[Page text]
Artists & Designers
Mario Merz (1925-2003)
Mario Merz was born in Milan, Italy in 1925. He studied medicine in Turin, where, during World War II, he became involved with the Italian anti-fascist movement Giustizia e Libertà. He was imprisoned in 1945 for his antifascist activities, and began drawing while in jail. He began as a painter in Turin in the 1950s, influenced by Art Informel. Around 1963, Merz departed from traditional understandings of painting, piercing canvases and incorporating everyday objects such as bottles and umbrellas in his works. By the late 1960s he was involved with arte povera, a term coined by art critic Germano Celant to describe artists working in diverse, experimental ways to explore the intersections of art and life, and of nature and culture, incorporating humble materials in order to protest the inhumanities of industrialization and consumer culture. In 1969 and 1970, Merz began making particular reference to the Fibonacci sequence, which is the underlying mathematical structure of forms such as the shell of a snail and the cultural architectural structure of the igloo. The Fibonacci sequence became a recurring preoccupation in the artist's work. From the 1970s onward, Merz's work became more strongly conceptual, often taking the form of site-specific installation. He died in Turin, Italy, in 2003.
- Allan Schwartzman, "From a Prehistoric Wind," in Fast forward: contemporary collections for the Dallas Museum of Art, eds. María de Corral and John R. Lane (Dallas Museum of Art ; New Haven and London: Yale University Press, 2007), 158-165.

[Material provided]
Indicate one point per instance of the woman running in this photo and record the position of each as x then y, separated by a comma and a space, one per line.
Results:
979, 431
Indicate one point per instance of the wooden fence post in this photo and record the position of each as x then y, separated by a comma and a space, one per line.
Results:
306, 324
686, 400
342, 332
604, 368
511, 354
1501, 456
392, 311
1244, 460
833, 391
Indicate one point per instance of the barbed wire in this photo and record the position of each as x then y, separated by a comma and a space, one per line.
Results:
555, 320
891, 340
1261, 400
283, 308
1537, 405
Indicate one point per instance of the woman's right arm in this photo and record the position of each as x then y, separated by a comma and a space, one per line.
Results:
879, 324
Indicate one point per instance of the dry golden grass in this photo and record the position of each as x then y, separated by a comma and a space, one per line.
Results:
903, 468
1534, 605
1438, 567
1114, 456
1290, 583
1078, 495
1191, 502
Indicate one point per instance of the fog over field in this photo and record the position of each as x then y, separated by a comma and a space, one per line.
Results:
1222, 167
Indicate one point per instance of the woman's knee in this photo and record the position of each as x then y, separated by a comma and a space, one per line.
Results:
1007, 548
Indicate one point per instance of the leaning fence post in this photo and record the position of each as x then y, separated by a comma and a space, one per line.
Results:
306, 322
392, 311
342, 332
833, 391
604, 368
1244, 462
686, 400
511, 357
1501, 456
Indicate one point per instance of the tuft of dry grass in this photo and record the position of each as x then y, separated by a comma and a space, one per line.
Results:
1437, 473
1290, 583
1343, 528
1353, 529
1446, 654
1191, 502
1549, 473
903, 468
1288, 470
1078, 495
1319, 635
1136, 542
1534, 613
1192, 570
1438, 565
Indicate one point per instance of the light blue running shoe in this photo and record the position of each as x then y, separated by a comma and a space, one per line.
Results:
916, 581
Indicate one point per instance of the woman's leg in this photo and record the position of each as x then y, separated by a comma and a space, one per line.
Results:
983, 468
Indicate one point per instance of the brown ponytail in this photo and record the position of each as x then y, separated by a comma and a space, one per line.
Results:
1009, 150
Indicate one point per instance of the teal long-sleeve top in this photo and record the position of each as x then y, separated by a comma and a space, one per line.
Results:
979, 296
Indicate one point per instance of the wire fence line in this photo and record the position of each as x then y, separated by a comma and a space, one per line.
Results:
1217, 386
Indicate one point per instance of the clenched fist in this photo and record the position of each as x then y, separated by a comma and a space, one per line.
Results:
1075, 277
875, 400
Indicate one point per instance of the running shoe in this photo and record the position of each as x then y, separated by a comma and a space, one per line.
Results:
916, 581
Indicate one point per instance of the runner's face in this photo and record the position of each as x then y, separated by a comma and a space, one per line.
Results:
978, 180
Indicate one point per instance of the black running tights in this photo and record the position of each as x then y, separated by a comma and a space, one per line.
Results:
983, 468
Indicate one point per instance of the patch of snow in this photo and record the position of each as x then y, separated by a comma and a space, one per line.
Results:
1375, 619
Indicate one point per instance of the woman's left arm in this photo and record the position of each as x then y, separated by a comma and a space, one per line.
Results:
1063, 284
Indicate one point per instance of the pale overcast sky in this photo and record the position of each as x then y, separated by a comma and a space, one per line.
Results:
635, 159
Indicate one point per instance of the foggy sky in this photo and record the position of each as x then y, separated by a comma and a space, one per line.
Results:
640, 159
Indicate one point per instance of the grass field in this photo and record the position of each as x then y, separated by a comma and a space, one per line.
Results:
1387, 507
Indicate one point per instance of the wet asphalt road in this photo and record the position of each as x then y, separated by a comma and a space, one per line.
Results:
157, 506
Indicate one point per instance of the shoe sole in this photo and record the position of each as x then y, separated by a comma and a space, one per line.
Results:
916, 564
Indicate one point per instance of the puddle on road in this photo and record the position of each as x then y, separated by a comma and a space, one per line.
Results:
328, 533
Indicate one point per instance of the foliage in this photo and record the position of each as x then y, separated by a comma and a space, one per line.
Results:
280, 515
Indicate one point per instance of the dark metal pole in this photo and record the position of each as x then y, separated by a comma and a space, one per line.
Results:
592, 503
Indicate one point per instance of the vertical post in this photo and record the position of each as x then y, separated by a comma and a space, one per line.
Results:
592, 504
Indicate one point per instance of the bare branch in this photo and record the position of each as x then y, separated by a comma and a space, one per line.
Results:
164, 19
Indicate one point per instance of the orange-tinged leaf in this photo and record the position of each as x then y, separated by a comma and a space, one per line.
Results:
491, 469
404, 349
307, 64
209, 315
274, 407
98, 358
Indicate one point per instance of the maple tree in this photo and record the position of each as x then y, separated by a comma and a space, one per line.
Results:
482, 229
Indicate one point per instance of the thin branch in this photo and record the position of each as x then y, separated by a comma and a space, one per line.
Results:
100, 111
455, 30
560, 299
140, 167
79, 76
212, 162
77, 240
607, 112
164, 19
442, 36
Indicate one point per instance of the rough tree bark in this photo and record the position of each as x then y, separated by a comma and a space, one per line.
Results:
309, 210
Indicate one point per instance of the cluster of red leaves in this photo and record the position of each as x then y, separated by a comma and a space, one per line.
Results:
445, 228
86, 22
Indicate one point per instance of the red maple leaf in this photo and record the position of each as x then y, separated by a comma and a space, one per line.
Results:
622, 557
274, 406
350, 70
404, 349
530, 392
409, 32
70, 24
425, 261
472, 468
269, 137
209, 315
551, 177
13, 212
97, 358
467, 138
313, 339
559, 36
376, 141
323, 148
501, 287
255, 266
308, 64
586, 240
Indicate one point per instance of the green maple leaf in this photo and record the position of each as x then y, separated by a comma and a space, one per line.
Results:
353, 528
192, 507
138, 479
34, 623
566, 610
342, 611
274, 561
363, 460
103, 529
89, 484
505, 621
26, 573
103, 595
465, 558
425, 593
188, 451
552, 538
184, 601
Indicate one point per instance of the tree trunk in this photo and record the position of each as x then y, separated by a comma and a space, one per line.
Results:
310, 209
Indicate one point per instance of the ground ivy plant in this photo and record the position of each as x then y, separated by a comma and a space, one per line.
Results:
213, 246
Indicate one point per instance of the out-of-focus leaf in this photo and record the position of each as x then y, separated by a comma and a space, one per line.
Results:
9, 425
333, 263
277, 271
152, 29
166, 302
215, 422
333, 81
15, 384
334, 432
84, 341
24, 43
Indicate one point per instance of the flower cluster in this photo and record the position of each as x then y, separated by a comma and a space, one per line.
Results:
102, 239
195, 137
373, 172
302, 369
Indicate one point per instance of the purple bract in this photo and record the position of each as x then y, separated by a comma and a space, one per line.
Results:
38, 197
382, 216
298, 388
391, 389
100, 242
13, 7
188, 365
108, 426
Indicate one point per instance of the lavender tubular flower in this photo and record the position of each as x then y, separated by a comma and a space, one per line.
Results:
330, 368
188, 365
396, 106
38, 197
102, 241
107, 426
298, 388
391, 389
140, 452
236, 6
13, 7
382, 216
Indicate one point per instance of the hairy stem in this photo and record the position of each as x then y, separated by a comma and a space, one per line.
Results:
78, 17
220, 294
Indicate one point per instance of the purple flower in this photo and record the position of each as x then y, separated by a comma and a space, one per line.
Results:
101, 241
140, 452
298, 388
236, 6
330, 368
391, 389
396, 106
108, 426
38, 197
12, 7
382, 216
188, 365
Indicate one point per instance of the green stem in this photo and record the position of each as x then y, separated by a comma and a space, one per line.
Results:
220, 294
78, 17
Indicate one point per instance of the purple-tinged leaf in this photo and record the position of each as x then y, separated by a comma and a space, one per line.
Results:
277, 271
...
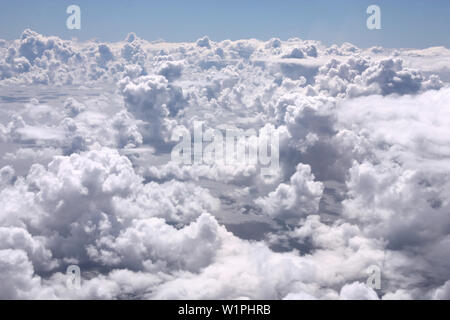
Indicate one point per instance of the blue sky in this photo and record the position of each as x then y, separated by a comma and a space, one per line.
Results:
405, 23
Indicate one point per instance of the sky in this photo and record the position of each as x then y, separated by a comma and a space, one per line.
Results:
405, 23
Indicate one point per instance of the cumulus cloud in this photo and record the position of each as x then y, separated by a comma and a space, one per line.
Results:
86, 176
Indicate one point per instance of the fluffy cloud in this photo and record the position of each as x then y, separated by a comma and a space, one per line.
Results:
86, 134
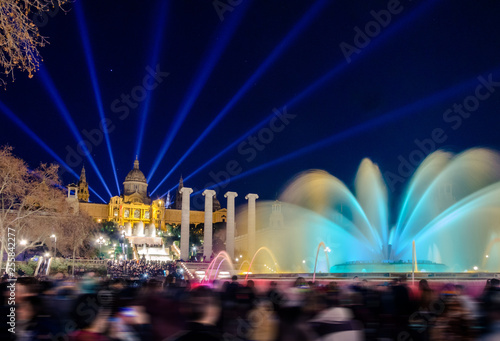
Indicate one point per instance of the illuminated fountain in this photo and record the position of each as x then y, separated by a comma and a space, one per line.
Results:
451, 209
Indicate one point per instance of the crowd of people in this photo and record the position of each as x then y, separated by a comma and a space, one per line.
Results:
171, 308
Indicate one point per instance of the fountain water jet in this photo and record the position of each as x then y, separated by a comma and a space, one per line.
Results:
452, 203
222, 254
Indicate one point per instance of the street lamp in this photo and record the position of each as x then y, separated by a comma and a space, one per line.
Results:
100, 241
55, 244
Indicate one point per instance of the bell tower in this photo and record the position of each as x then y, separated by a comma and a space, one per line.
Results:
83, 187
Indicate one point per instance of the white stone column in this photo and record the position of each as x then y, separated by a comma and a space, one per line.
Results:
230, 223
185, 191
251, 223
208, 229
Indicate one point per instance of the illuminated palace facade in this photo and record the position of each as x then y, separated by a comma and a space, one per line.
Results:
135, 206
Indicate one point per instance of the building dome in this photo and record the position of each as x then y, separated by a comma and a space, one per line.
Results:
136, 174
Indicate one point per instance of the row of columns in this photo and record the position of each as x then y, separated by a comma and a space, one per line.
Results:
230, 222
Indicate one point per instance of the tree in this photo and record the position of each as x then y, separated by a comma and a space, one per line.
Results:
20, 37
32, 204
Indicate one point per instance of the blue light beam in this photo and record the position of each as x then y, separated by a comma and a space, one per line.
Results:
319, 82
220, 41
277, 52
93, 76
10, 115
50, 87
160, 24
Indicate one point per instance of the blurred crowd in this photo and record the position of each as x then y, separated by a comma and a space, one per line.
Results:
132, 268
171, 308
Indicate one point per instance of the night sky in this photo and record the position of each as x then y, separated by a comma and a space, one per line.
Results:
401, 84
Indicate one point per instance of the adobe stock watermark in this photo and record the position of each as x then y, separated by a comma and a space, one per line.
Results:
==
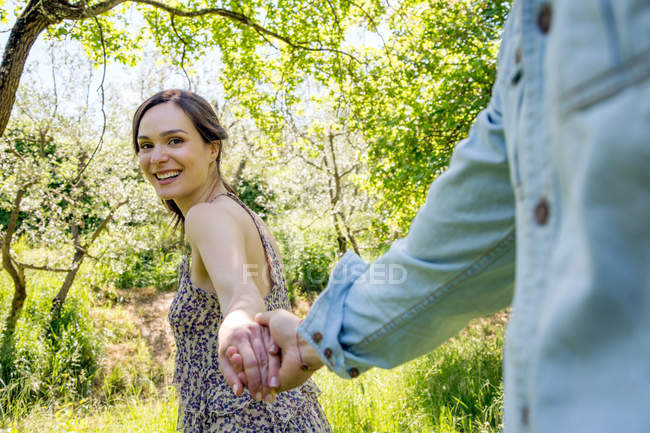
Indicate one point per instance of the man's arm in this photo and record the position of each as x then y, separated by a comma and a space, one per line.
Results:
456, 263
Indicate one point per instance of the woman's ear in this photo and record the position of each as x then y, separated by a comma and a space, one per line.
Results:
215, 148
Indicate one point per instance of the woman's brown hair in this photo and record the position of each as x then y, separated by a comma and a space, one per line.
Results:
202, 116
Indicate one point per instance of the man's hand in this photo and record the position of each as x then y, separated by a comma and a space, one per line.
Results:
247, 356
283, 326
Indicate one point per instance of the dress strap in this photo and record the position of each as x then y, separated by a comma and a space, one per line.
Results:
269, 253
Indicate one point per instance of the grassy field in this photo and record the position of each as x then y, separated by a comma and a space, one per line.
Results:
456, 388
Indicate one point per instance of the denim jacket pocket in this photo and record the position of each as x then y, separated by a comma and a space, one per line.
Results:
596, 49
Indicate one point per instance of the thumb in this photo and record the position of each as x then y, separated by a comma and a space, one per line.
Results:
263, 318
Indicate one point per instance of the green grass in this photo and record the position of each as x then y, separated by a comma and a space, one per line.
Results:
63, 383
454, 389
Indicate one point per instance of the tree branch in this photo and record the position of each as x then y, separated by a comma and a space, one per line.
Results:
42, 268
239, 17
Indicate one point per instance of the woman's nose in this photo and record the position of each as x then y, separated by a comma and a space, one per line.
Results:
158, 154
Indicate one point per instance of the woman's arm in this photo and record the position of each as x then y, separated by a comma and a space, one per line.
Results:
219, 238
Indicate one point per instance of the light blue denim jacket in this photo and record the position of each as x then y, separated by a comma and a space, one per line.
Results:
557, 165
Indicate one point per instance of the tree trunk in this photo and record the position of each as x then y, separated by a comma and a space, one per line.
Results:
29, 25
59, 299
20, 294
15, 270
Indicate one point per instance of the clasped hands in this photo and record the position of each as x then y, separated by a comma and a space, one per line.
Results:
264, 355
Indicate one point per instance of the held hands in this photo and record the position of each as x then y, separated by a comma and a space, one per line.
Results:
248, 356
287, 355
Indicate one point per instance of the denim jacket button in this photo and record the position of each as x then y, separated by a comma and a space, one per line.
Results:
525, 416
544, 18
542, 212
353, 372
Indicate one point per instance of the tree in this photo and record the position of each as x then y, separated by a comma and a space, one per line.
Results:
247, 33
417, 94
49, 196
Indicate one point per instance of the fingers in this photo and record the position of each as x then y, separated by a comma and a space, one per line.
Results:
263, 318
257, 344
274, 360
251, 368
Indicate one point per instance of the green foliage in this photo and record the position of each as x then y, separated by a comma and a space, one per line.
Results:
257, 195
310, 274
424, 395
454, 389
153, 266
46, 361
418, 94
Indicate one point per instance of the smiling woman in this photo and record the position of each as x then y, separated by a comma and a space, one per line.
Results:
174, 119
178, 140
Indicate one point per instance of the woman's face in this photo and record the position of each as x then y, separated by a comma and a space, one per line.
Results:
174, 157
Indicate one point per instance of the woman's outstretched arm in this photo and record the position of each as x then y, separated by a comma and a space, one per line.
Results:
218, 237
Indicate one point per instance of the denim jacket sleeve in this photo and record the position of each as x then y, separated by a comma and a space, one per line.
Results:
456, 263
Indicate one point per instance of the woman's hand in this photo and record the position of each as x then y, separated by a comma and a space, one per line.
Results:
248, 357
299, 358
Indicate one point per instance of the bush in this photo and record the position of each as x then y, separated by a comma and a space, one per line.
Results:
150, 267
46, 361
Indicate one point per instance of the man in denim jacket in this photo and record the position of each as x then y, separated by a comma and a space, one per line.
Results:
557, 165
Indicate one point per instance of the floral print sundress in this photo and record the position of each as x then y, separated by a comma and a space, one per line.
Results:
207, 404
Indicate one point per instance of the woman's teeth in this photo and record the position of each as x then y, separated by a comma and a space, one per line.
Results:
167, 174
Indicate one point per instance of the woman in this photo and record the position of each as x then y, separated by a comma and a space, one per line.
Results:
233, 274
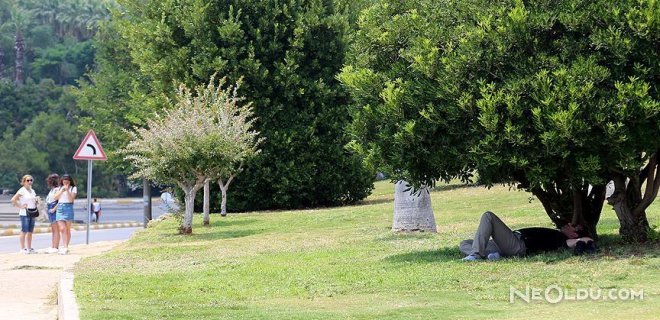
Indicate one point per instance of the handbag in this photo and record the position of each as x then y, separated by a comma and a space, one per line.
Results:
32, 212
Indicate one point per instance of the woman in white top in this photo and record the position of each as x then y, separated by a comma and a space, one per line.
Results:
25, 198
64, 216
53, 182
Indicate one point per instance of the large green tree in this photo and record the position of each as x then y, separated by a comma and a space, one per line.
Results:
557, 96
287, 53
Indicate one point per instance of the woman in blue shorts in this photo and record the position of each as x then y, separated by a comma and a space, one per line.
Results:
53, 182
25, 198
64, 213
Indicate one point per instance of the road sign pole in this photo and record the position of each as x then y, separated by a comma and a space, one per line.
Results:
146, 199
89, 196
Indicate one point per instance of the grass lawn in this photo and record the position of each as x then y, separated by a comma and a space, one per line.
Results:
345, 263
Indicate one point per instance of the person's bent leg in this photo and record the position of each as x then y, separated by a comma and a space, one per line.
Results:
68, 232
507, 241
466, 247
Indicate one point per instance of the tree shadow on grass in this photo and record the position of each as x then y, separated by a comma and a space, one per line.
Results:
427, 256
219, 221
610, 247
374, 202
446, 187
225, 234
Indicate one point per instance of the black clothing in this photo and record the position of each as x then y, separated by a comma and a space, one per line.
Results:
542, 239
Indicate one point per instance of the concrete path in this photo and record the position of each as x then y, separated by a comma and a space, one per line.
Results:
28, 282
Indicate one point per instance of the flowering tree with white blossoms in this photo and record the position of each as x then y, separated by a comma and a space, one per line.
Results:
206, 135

[Things to do]
a) Who are all the people named on the Mario Merz page, including its source citation?
b) How would you sum up the Mario Merz page in two sentences?

[Expected outputs]
a) Mario Merz, Germano Celant, Allan Schwartzman, María de Corral, John R. Lane

b) Mario Merz, born in Milan in 1925, was imprisoned in 1945 for antifascist activities, began as a painter in Turin in the 1950s, and by the late 1960s was involved with arte povera. The Fibonacci sequence became a recurring preoccupation in his work, which from the 1970s onward became more strongly conceptual and often took the form of site-specific installation, and he died in Turin in 2003.